**OBJECTIVE 1:** From the passage on food copywriting, list the senses that it says a customer cannot use on food when buying online.

Are you struggling to entice your target with juicy food copy? If so, don’t worry – it’s normal.
When it comes to writing for food, there’s a big challenge – the customer can’t touch, smell, or taste it. So it’s up to you as a writer to put together the words to help them better experience the product. To help replicate the experience of being in the store and holding the product in your hand.
The key is realizing that experiencing and imagining the product doesn’t always have to be visual. If you can capture your audience’s other senses, you’ll have a better chance at building a connection and converting the sale.
So, is it possible to make people hungry using just words? I believe it is.
Let me take you through some tips on how so you can improve your food copywriting for Amazon.
Table of contents
1. Start With Your Target Customer
With any type of copywriting, research comes first. This means understanding who your target customer is and what makes them thirsty for your product.

**DATA RECORDS:**
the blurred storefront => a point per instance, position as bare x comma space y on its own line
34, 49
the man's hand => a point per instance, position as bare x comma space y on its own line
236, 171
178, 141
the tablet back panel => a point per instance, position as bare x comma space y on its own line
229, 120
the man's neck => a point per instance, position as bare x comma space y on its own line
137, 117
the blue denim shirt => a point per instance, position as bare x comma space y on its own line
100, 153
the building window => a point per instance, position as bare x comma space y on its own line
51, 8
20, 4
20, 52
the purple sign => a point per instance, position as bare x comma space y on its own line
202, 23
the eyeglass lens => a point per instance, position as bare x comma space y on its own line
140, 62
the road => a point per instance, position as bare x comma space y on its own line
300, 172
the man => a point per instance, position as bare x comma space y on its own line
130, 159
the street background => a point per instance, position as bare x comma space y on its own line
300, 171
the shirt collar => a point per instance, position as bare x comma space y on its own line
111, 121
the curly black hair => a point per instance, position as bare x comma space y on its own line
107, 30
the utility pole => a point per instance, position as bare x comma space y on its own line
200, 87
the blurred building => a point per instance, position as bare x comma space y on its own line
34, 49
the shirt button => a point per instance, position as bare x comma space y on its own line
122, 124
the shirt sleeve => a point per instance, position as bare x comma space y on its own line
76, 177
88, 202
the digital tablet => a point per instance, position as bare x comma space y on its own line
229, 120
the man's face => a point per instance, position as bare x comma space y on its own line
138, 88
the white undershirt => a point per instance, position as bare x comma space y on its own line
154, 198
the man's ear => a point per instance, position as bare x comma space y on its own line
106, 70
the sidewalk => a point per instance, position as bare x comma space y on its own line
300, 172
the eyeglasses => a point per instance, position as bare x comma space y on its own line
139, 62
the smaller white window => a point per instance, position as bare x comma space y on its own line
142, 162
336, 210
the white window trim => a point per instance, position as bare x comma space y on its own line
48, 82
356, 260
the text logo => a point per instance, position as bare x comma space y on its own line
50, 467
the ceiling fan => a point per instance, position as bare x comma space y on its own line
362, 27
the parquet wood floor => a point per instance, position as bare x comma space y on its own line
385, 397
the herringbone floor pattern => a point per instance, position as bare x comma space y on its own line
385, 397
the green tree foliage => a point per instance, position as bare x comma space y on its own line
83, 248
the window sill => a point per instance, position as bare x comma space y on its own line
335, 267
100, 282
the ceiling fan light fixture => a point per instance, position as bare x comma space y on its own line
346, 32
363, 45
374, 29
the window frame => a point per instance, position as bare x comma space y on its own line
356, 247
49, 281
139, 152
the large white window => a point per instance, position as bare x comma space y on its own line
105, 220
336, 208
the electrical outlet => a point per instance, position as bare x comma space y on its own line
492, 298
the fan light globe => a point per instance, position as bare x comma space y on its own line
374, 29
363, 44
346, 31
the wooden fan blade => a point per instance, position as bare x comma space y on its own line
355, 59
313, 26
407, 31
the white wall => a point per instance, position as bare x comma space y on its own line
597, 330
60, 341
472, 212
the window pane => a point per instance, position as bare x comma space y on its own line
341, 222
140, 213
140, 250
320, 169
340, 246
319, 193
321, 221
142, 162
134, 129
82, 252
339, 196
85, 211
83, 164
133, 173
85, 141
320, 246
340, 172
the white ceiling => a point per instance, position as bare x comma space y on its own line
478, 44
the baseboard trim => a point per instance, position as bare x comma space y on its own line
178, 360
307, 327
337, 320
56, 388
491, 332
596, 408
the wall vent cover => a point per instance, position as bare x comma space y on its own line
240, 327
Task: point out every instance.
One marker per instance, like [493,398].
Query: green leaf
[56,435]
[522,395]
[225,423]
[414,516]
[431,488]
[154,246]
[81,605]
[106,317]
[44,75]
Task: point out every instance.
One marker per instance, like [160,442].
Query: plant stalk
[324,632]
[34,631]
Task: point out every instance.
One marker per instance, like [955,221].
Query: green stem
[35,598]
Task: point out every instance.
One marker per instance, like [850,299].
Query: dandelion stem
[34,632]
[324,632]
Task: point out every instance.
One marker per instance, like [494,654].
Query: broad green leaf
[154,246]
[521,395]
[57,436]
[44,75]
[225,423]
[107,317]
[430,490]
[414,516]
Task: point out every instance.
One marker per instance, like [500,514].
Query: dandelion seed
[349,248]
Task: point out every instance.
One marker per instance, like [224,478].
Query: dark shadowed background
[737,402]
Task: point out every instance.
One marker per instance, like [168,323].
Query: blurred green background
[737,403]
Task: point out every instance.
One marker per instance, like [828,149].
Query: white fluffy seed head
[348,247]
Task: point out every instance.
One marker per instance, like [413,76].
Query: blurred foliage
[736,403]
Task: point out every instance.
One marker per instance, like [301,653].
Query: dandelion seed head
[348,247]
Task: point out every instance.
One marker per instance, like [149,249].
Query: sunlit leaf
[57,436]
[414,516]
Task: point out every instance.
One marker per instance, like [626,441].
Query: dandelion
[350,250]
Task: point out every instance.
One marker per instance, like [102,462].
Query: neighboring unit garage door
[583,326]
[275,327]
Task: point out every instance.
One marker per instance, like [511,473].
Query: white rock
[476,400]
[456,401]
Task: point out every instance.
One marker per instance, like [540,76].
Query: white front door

**OBJECTIVE 2:** Please gather every line of the records above that contains the string "green", matching case exactly.

**FINAL ANSWER 1:** touch, smell, taste

**FINAL ANSWER 2:**
the green tree foliage => a point per instance, position as bare x comma space y on its own line
Query: green leaf
Query: green stem
Query: broad green leaf
Query: blurred green background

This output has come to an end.